───── Alıntı metin ─────
Asker sadece hükümetin verdiği direktifi icra etmiştir. Başta siyasi partiler olmak üzere halkımızın bu hataların hesabını iktidardan sorması gerekir. Bu ülkenin tek bir ordusu, tek bir polisi vardır. Onu yıpratmak, yanlış hedefe saldırmak yerine bir suç varsa, bir geri çekilme varsa bunun hesabının iktidardan sorulması gerekir. 
 
CHP'de son dönemde parti ile yollarını ayıran isimler oldu. Onların "CHP, Atatürk'ün çizgisinden ayrıldı" eleştirileri konusunda görüşünüz nedir?
 
"ATATÜRKÇÜLER GEMİYİ TERK ETMEMELİ, CHP'YE UYMAYANLAR DIŞLANMALI"
 
Atatürk'ün ortaya koyduğu ilkeler çerçevesinde ortak zemin, ortak taban CHP’dir. O nedenle CHP'den ayrılmaları normal görmüyorum. Herkesin bu gemide kalıp mücadele etmesi gerek. Ancak Atatürk ilkelerine aykırı davranışları olan varsa, CHP de onları dışlamalı. Atatürkçüler ve vatanseverler yerine onlar bu gemiyi terk etmeli. Buna inandığım için CHP'ye girdim ve siyasete CHP'de başladım.
 
Yani 'Birgül Ayman Güler, Emine Ülker Tarhan gibi isimlerle birlikte olabiliriz' diyorsunuz...
───── Verilen satırlar ─────
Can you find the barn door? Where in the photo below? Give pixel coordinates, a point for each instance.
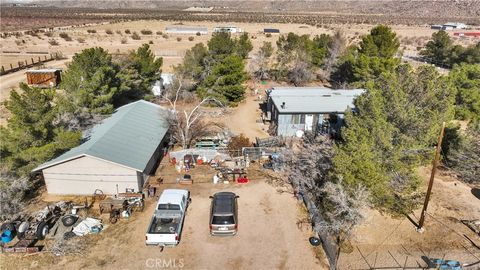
(309, 122)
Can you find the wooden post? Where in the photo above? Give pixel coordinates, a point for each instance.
(432, 177)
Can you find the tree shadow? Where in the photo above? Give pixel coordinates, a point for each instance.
(411, 220)
(476, 192)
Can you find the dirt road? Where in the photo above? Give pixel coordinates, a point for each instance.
(268, 237)
(244, 119)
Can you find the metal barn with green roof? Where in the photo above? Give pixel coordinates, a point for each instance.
(119, 153)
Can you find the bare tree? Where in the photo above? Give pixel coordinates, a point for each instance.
(338, 47)
(188, 125)
(464, 157)
(261, 61)
(301, 71)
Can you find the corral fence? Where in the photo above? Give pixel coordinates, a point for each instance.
(33, 61)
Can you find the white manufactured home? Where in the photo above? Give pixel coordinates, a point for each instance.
(120, 153)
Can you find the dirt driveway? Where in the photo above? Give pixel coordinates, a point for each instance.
(268, 238)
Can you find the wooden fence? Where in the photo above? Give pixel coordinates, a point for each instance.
(33, 61)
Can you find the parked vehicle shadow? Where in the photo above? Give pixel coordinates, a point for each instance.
(476, 192)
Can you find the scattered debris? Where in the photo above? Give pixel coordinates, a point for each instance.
(87, 226)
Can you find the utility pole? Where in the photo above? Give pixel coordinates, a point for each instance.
(432, 177)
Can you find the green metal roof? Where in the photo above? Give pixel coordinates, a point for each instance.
(128, 137)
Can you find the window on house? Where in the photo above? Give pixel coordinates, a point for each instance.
(298, 119)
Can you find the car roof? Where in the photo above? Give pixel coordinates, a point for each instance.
(172, 196)
(224, 203)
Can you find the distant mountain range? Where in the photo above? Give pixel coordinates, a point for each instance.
(396, 8)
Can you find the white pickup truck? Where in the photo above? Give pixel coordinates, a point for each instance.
(167, 221)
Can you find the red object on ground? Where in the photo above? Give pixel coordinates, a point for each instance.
(242, 180)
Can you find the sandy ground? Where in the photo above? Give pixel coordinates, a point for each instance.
(383, 241)
(170, 48)
(268, 236)
(244, 119)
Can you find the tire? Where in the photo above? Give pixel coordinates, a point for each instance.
(113, 219)
(69, 220)
(314, 241)
(42, 230)
(21, 235)
(8, 226)
(23, 227)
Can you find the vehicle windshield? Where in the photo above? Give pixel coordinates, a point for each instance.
(222, 220)
(168, 206)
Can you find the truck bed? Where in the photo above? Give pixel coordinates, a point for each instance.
(164, 225)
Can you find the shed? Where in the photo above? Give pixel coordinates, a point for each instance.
(316, 109)
(119, 153)
(271, 30)
(231, 29)
(44, 77)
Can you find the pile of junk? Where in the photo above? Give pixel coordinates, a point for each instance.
(58, 219)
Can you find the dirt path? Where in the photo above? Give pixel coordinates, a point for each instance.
(268, 237)
(385, 241)
(244, 119)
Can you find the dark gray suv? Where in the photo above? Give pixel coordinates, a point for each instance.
(224, 214)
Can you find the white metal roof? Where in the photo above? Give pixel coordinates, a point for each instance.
(313, 99)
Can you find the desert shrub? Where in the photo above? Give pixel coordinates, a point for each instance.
(65, 36)
(12, 193)
(136, 36)
(53, 42)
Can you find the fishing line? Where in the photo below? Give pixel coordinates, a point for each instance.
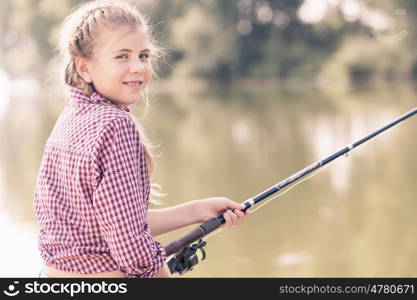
(279, 194)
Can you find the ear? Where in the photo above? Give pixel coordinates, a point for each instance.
(82, 66)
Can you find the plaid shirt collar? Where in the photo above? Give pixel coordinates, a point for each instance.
(78, 96)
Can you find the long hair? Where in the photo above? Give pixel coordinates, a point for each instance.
(77, 37)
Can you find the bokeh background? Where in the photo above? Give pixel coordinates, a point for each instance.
(250, 91)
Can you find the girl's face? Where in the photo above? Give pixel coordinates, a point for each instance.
(120, 68)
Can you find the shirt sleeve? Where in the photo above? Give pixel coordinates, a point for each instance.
(121, 200)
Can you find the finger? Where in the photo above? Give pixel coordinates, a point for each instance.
(235, 205)
(234, 217)
(227, 220)
(240, 214)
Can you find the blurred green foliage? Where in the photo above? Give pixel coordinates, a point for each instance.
(228, 40)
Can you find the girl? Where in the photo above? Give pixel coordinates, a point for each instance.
(93, 188)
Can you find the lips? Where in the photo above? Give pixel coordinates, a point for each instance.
(133, 83)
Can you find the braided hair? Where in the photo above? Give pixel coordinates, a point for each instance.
(78, 34)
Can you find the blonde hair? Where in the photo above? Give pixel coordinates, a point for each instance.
(79, 31)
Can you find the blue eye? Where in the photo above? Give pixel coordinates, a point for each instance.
(144, 56)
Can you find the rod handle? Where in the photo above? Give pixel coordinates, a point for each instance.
(194, 235)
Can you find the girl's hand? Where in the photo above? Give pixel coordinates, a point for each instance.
(209, 208)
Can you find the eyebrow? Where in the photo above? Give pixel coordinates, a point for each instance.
(128, 50)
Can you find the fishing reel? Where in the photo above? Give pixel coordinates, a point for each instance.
(185, 260)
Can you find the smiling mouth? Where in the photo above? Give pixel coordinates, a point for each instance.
(135, 83)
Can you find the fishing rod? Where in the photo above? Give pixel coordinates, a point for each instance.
(188, 256)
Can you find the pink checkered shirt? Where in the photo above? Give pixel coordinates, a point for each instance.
(92, 193)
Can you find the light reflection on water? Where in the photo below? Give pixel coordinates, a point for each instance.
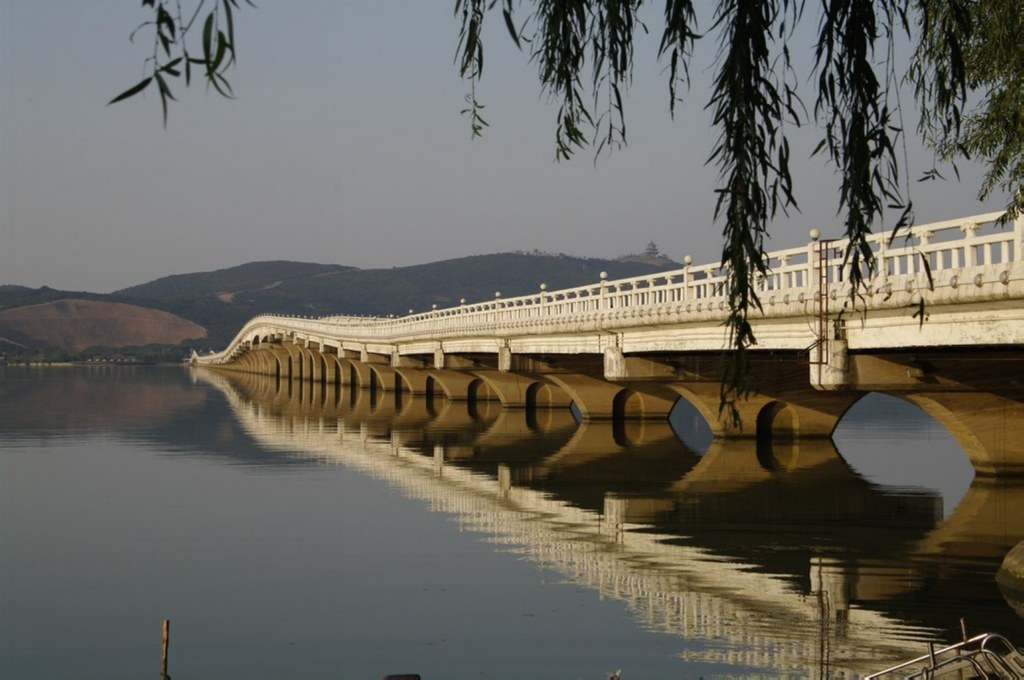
(297, 560)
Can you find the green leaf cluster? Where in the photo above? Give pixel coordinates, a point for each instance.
(171, 58)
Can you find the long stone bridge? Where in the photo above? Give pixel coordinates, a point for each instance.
(939, 323)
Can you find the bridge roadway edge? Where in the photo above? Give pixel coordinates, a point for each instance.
(627, 349)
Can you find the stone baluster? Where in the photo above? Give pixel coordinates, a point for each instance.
(969, 229)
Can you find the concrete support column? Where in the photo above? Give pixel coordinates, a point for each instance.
(835, 374)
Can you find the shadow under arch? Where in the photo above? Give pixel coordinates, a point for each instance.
(987, 428)
(545, 395)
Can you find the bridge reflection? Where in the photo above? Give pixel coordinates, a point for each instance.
(776, 557)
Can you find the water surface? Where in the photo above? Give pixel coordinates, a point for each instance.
(289, 530)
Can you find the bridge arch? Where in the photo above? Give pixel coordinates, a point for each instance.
(649, 401)
(545, 395)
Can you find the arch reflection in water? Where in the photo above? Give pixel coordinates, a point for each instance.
(784, 558)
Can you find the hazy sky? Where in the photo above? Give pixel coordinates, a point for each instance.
(344, 145)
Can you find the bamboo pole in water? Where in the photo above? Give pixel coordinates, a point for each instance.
(164, 646)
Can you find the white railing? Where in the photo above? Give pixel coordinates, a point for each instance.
(925, 252)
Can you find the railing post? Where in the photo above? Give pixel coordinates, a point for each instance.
(1019, 238)
(687, 261)
(969, 229)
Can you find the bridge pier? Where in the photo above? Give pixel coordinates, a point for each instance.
(989, 427)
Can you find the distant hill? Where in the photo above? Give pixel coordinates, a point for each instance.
(77, 325)
(251, 277)
(221, 301)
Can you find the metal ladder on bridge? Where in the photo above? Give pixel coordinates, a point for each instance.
(820, 346)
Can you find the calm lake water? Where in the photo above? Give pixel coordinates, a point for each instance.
(300, 533)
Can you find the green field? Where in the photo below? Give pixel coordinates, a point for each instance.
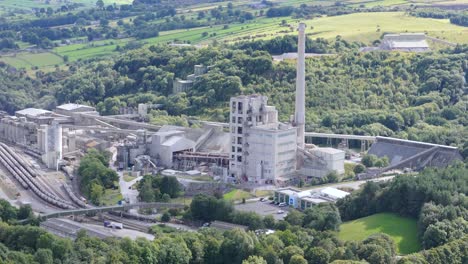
(364, 27)
(27, 60)
(29, 4)
(401, 229)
─────
Yukarıdaki CHP ve Atatürk ilkeleri üzerine söyleşiyi son cümlesinden sonra kaldığı yerden sürdür.

 

"ANADOLU PARTİSİ VE VATAN PARTİSİ, CHP İLE GÜÇ BİRLİĞİ YAPMALI"
 
Evet. Gerek Anadolu Partisi'ni ve Vatan Partisi'ni gerek siyasi ve milli hedeflerimiz aynı olan diğer kişileri CHP'de güç birliğine davet etmek istiyorum. Hemen hemen hepsi ile fikir birliği içindeyiz. Bize de özel bir rol düşerse görev yapmaya hazırız 
 
"GÜLER VE TARHAN İLE ORTAK ZEMİNDE BULUŞABİLİRİZ"
 
Birgül Ayman Güler, Emine Ülker Tarhan gibi isimler ile ortak zeminde bulunabiliriz. CHP'de ön seçim yapılıyor, illerden merkeze doğru bir hareket başlayacak. Bu artı bir güç...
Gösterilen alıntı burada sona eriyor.